Data lines

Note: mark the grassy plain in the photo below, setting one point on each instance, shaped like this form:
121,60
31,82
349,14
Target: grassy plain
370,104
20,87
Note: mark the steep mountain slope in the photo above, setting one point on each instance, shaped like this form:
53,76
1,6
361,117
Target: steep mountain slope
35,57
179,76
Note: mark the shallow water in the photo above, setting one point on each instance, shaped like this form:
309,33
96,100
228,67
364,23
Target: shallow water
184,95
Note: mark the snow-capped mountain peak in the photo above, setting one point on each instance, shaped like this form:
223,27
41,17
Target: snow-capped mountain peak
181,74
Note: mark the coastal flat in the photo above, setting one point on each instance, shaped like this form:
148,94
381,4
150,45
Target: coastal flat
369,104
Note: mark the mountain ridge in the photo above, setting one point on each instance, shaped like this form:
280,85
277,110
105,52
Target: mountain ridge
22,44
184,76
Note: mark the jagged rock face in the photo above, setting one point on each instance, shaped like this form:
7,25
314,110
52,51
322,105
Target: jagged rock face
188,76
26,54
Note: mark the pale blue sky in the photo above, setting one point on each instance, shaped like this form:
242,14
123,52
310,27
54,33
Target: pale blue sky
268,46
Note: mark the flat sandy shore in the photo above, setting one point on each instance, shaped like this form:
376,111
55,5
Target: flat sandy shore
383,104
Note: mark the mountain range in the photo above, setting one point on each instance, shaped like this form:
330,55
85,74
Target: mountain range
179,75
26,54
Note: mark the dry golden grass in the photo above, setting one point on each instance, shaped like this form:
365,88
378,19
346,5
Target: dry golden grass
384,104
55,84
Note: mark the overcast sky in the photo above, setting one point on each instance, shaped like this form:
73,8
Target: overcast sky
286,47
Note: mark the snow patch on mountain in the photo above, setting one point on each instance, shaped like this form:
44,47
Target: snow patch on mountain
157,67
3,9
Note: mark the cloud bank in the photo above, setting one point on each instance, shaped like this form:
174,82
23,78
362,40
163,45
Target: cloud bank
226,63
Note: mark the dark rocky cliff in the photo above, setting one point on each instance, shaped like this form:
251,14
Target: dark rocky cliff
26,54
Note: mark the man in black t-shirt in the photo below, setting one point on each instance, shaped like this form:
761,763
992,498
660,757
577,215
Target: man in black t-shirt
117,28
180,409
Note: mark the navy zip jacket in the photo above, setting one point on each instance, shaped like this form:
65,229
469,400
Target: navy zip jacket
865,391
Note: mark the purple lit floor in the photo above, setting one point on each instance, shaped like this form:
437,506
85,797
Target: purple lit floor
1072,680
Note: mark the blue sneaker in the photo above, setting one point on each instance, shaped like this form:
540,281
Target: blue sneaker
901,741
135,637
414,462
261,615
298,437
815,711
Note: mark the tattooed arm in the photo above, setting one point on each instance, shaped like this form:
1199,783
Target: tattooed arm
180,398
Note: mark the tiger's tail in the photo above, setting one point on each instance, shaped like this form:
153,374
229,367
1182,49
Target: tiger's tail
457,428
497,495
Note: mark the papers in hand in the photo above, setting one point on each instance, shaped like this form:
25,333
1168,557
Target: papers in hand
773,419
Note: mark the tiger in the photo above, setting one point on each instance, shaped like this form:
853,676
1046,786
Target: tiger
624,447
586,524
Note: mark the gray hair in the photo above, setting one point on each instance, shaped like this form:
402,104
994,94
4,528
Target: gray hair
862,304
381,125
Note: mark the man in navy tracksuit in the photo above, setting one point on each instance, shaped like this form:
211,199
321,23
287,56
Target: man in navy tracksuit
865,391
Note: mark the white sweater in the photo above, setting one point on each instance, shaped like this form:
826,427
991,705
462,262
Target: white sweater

Exercise task
Transcribe word for word the lines from the one holding "Note: mark the tiger's" to the last line of the listing above, inclusive.

Expected answer
Note: mark the tiger's tail in the photo above, setting one point on each instance, shaped like this form:
153,374
229,367
1182,49
Target: tiger's tail
457,428
497,495
Note: mark the papers in hand in the photo above, setting one point on each instance, shaped like this form:
25,333
1168,557
Target: papers in hand
773,419
Note: mark the tiger in the photo above, setting one point on each instance, shaped like this form:
853,676
1046,786
Target: tiger
624,447
586,524
Note: mark the gray hair in the photo above, setting one point on each instance, shaped like this form:
402,104
994,94
4,528
Target: gray hair
862,304
381,125
Note: mark the man in navy tracksuit in the photo above, setting one point on each instance, shaped like this form:
211,199
321,23
287,56
Target: man in navy tracksuit
865,391
Note: mark the white sweater in the photo above, setting one point on each instance, shaped like this form:
826,427
991,705
462,262
Target: white sweater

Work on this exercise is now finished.